::: Texte fourni :::

Deuxième explication, le gouvernement fédéral du Canada ne croit pas beaucoup à la propriété publique des ressources naturelles canadiennes. Il préférerait que toutes ces ressources soit privatisées, l'eau comme les forêts. Comme il ne peut manifestement pas l'afficher ouvertement dans son programme politique, c'était pour lui une façon détournée d'atteindre cet objectif.
Mais ce qui est important, ce ne sont pas les motifs du gouvernement, mais plutôt les conséquences de ses décisions. En vertu de l'ALENA, les gouvernements canadiens, qu'ils soient provinciaux ou fédéral, ont l'obligation d'accorder le traitement national, ce qui correspond au traitement le plus favorable qui puisse être accordé à un investisseur étranger dans des circonstances similaires.

::: Lignes de données :::

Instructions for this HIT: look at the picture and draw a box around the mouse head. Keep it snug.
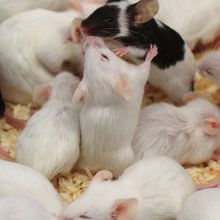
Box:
[61,171,138,220]
[81,0,159,37]
[73,37,131,103]
[33,72,79,104]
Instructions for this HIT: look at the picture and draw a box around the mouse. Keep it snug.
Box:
[15,72,80,180]
[0,196,57,220]
[177,188,220,220]
[156,0,220,50]
[0,90,5,118]
[132,98,220,164]
[0,160,64,215]
[0,9,82,107]
[61,156,195,220]
[197,51,220,85]
[0,0,68,23]
[81,0,196,103]
[73,37,157,176]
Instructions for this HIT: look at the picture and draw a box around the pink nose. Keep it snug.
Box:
[87,36,101,47]
[80,25,89,34]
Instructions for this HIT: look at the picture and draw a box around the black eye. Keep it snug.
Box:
[102,53,109,60]
[79,215,92,219]
[105,18,114,22]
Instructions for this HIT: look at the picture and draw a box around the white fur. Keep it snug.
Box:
[0,160,63,214]
[132,99,220,163]
[16,72,80,179]
[156,0,220,48]
[109,1,129,37]
[75,38,153,175]
[0,9,81,104]
[0,196,57,220]
[177,189,220,220]
[0,0,68,23]
[149,45,196,103]
[63,157,195,220]
[197,51,220,85]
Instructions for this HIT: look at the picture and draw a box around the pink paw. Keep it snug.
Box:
[146,44,158,62]
[113,47,128,57]
[0,146,14,161]
[212,152,220,161]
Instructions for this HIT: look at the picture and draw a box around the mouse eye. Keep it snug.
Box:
[105,18,114,23]
[79,215,92,219]
[102,53,109,60]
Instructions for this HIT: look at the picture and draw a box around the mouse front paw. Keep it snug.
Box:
[146,44,158,62]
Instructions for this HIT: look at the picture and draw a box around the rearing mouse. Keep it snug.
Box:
[73,37,157,176]
[81,0,195,102]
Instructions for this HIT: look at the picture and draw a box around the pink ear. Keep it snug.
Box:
[72,81,88,103]
[68,0,82,14]
[203,116,220,135]
[112,198,138,220]
[113,75,131,100]
[93,170,113,182]
[33,84,52,103]
[70,18,82,43]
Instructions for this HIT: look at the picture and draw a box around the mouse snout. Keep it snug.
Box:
[87,36,102,48]
[80,25,89,34]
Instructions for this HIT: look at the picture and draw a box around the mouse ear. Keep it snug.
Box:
[70,18,82,44]
[93,170,113,182]
[129,0,159,24]
[72,81,88,103]
[112,74,131,100]
[32,84,52,104]
[203,116,220,136]
[112,198,138,220]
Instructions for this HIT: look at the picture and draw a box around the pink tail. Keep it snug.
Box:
[146,44,158,63]
[197,179,220,190]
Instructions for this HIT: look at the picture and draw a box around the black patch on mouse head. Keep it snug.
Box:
[127,0,159,25]
[81,5,120,37]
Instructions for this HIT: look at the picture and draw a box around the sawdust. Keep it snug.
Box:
[0,50,220,202]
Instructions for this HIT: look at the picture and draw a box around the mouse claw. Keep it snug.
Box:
[146,44,158,63]
[0,146,14,161]
[93,170,113,181]
[84,168,93,180]
[113,47,128,57]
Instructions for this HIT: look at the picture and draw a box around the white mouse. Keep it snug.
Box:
[62,157,195,220]
[132,98,220,164]
[16,72,80,179]
[0,9,82,104]
[0,196,57,220]
[0,0,68,23]
[197,51,220,85]
[156,0,220,49]
[177,189,220,220]
[73,37,157,176]
[0,160,63,215]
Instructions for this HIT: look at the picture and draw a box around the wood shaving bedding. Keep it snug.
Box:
[0,48,220,203]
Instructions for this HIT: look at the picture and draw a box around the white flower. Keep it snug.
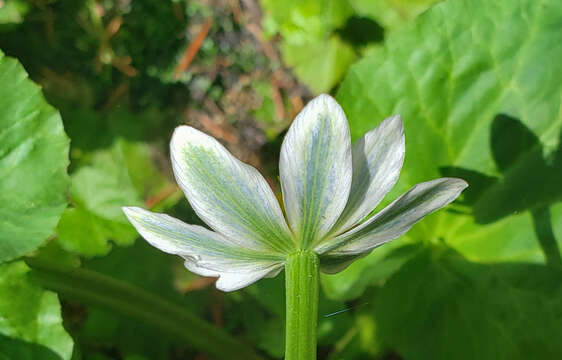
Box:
[123,95,468,291]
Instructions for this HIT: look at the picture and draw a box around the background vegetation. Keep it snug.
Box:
[0,0,562,360]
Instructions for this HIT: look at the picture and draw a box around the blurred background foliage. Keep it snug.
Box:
[0,0,562,360]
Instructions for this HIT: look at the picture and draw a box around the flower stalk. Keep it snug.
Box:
[123,95,468,360]
[285,251,319,360]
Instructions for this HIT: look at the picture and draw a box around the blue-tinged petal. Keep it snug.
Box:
[279,95,352,249]
[185,260,284,291]
[331,115,406,234]
[170,126,294,253]
[315,178,468,256]
[123,207,284,291]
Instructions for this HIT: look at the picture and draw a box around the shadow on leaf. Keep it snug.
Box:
[440,114,562,265]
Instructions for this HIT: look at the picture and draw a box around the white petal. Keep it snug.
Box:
[185,260,283,292]
[315,178,468,256]
[170,126,294,253]
[279,95,352,248]
[123,207,284,276]
[331,115,406,234]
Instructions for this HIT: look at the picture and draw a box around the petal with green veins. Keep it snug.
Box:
[123,207,283,291]
[331,115,406,234]
[315,178,468,256]
[279,95,352,249]
[170,126,294,253]
[185,260,283,292]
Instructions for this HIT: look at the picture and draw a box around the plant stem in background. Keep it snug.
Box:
[26,259,263,360]
[285,251,319,360]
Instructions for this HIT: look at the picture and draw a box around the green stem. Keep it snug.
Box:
[285,251,318,360]
[26,259,263,360]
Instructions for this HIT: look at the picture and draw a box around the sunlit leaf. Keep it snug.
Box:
[326,0,562,298]
[0,52,69,262]
[0,261,73,360]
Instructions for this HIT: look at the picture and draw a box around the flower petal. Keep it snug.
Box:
[315,178,468,256]
[123,207,284,280]
[170,126,294,253]
[279,95,352,249]
[331,115,406,234]
[185,260,283,292]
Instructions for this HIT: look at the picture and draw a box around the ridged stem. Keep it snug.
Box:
[285,251,319,360]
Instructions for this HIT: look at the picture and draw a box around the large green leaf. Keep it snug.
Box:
[0,261,72,359]
[57,139,150,256]
[262,0,357,93]
[0,52,69,262]
[261,0,438,93]
[374,248,562,360]
[327,0,562,298]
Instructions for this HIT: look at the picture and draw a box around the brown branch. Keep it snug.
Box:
[174,18,213,79]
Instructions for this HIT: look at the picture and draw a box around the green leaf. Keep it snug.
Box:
[28,259,262,360]
[262,0,356,93]
[75,241,208,359]
[0,52,69,262]
[328,0,562,298]
[281,35,357,94]
[0,261,73,359]
[374,249,562,360]
[57,139,153,256]
[350,0,441,30]
[0,0,29,25]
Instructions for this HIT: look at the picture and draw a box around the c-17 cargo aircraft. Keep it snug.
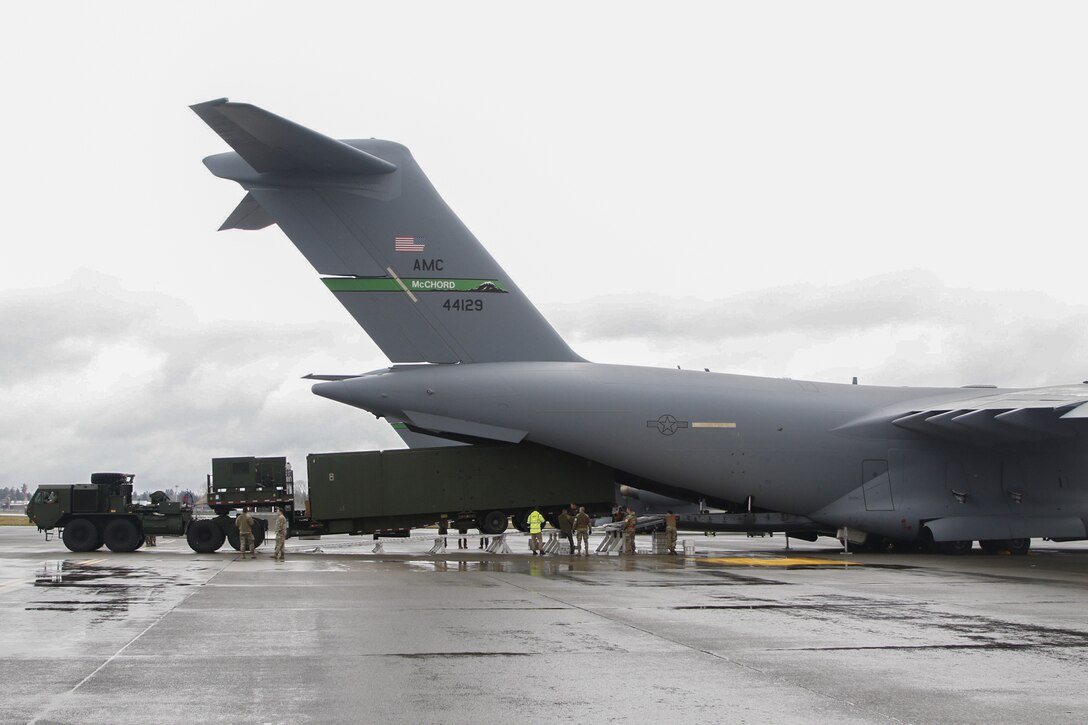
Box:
[191,99,1088,553]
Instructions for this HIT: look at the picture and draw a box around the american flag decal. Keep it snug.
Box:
[393,236,426,251]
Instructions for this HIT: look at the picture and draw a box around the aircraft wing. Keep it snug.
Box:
[891,383,1088,445]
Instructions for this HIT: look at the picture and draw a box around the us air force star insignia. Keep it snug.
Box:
[646,414,688,435]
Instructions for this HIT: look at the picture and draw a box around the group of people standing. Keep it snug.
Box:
[526,504,593,556]
[234,508,287,562]
[527,504,677,556]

:::

▶ Consigne donnée
Prolongez le texte sur l'ALENA et la propriété publique des ressources naturelles canadiennes à partir de sa dernière phrase. Les données ci-dessus forment un matériau distinct du texte.

▶ Résultat de la tâche
Au Canada, il y a des dizaines de milliers d'entreprises qui ont des permis pour utiliser l'eau ou les forêts des terres domaniales. N'importe laquelle d'entre elles pourrait se trouver un investisseur étranger aux États-Unis et prétendre, par l'intermédiaire de celui-ci, que personne d'autre ne peut utiliser l'eau que son permis l'autorise à exploiter pour arroser son terrain de golf, pour irriguer ses cultures, ou même pour embouteiller du Coca-Cola pour le marché américain, à moins de lui payer des droits. Or, jusqu'à la décision du gouvernement canadien, ces ressources ont toujours fait partie du domaine public, et ont toujours été détenues en fiducie par les gouvernements canadiens, dans l'intérêt des Canadiens des générations actuelles et futures.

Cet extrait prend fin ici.